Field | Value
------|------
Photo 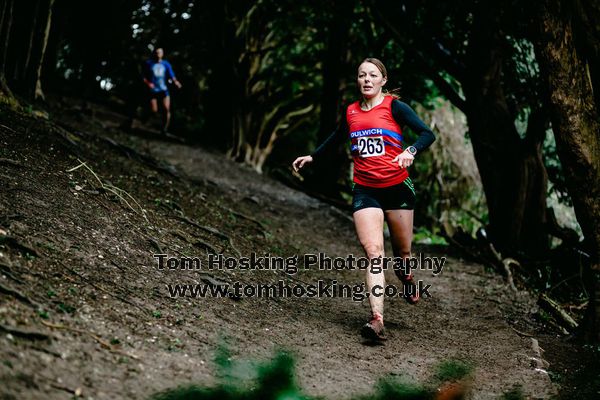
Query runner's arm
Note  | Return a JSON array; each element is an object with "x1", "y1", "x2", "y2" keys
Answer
[
  {"x1": 392, "y1": 99, "x2": 435, "y2": 152},
  {"x1": 311, "y1": 116, "x2": 349, "y2": 160}
]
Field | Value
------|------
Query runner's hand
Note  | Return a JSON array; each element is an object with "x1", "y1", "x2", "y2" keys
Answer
[
  {"x1": 392, "y1": 150, "x2": 415, "y2": 168},
  {"x1": 292, "y1": 156, "x2": 312, "y2": 172}
]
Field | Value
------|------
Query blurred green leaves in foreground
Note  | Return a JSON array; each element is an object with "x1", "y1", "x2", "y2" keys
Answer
[{"x1": 151, "y1": 346, "x2": 523, "y2": 400}]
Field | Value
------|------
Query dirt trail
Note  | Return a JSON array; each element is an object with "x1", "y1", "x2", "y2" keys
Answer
[{"x1": 0, "y1": 101, "x2": 556, "y2": 399}]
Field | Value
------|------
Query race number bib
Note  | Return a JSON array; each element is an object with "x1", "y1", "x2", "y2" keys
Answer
[{"x1": 358, "y1": 136, "x2": 385, "y2": 158}]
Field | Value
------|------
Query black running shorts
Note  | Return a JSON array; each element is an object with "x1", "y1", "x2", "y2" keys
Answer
[{"x1": 352, "y1": 178, "x2": 415, "y2": 212}]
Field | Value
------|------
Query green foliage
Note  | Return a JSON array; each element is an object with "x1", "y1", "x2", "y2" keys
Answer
[
  {"x1": 356, "y1": 378, "x2": 433, "y2": 400},
  {"x1": 435, "y1": 360, "x2": 473, "y2": 382},
  {"x1": 501, "y1": 386, "x2": 525, "y2": 400},
  {"x1": 151, "y1": 341, "x2": 488, "y2": 400}
]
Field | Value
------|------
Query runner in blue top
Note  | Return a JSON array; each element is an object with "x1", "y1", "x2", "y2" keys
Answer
[{"x1": 144, "y1": 47, "x2": 181, "y2": 134}]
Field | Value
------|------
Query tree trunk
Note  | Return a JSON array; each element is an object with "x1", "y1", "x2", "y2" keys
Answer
[
  {"x1": 461, "y1": 5, "x2": 549, "y2": 258},
  {"x1": 0, "y1": 0, "x2": 14, "y2": 97},
  {"x1": 373, "y1": 2, "x2": 549, "y2": 258},
  {"x1": 305, "y1": 0, "x2": 353, "y2": 200},
  {"x1": 26, "y1": 0, "x2": 54, "y2": 100},
  {"x1": 536, "y1": 0, "x2": 600, "y2": 342}
]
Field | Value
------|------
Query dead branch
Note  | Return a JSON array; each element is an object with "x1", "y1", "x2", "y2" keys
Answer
[
  {"x1": 0, "y1": 124, "x2": 17, "y2": 133},
  {"x1": 40, "y1": 321, "x2": 139, "y2": 360},
  {"x1": 538, "y1": 293, "x2": 579, "y2": 331},
  {"x1": 0, "y1": 235, "x2": 39, "y2": 257},
  {"x1": 502, "y1": 258, "x2": 521, "y2": 292},
  {"x1": 0, "y1": 324, "x2": 53, "y2": 340}
]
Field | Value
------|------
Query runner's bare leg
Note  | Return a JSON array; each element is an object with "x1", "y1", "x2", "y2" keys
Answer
[
  {"x1": 353, "y1": 208, "x2": 385, "y2": 316},
  {"x1": 163, "y1": 96, "x2": 171, "y2": 132}
]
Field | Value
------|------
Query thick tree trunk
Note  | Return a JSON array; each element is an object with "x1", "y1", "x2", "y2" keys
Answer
[
  {"x1": 536, "y1": 0, "x2": 600, "y2": 342},
  {"x1": 202, "y1": 2, "x2": 239, "y2": 150},
  {"x1": 27, "y1": 0, "x2": 54, "y2": 100},
  {"x1": 305, "y1": 0, "x2": 353, "y2": 200},
  {"x1": 0, "y1": 0, "x2": 14, "y2": 97},
  {"x1": 461, "y1": 6, "x2": 549, "y2": 258}
]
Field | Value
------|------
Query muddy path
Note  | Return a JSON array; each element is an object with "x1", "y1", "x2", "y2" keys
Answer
[{"x1": 0, "y1": 99, "x2": 557, "y2": 399}]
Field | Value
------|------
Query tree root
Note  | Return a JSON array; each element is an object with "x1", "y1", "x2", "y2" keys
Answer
[
  {"x1": 169, "y1": 230, "x2": 218, "y2": 254},
  {"x1": 538, "y1": 293, "x2": 579, "y2": 332},
  {"x1": 58, "y1": 261, "x2": 152, "y2": 315},
  {"x1": 219, "y1": 205, "x2": 268, "y2": 238},
  {"x1": 0, "y1": 324, "x2": 53, "y2": 340},
  {"x1": 173, "y1": 212, "x2": 242, "y2": 257},
  {"x1": 40, "y1": 321, "x2": 139, "y2": 360}
]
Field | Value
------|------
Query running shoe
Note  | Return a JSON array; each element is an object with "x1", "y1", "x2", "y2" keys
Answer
[
  {"x1": 360, "y1": 313, "x2": 386, "y2": 340},
  {"x1": 398, "y1": 274, "x2": 419, "y2": 305},
  {"x1": 394, "y1": 269, "x2": 419, "y2": 304}
]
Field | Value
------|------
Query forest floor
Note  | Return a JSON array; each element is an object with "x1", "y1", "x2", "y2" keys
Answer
[{"x1": 0, "y1": 100, "x2": 583, "y2": 399}]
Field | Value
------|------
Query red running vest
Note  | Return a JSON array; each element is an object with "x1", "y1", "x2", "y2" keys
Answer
[{"x1": 346, "y1": 96, "x2": 408, "y2": 188}]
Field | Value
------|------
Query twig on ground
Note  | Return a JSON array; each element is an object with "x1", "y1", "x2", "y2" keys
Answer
[
  {"x1": 0, "y1": 263, "x2": 25, "y2": 285},
  {"x1": 0, "y1": 283, "x2": 38, "y2": 307},
  {"x1": 67, "y1": 159, "x2": 150, "y2": 223},
  {"x1": 0, "y1": 324, "x2": 52, "y2": 340},
  {"x1": 0, "y1": 157, "x2": 23, "y2": 167},
  {"x1": 509, "y1": 325, "x2": 535, "y2": 337},
  {"x1": 173, "y1": 212, "x2": 242, "y2": 257},
  {"x1": 0, "y1": 124, "x2": 17, "y2": 133},
  {"x1": 0, "y1": 235, "x2": 39, "y2": 257}
]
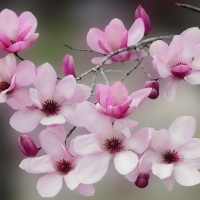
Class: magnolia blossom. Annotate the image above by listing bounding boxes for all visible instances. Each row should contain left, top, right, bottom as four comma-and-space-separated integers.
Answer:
141, 116, 200, 190
87, 18, 146, 64
0, 54, 36, 109
0, 9, 39, 52
150, 28, 200, 101
71, 102, 150, 184
96, 81, 152, 119
135, 5, 151, 35
10, 63, 91, 133
20, 126, 94, 197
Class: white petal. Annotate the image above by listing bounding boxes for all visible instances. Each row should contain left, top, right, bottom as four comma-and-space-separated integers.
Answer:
114, 151, 138, 174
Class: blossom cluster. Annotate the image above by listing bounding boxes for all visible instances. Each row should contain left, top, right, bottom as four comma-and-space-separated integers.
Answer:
0, 5, 200, 197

........

JOB — Render the lines of the records, from the one containing "Class: magnolia blossom." through the one containing "135, 5, 151, 35", as a Markdown table with columns "No." and "Text". Number each line and leave out any blank ones.

CORRECT OUTPUT —
| No. | Text |
|---|---|
| 1 | Class: magnolia blossom. Annotate the image above by listing bounding boxes for all visible instances. Each row should contain left, top, right, bottom as four comma-and-space-separated integers. |
| 2 | Answer: |
| 3 | 141, 116, 200, 190 |
| 4 | 87, 18, 146, 64 |
| 5 | 0, 54, 36, 109 |
| 6 | 0, 9, 39, 52 |
| 7 | 150, 28, 200, 101 |
| 8 | 71, 102, 150, 184 |
| 9 | 96, 81, 152, 119 |
| 10 | 135, 5, 151, 35 |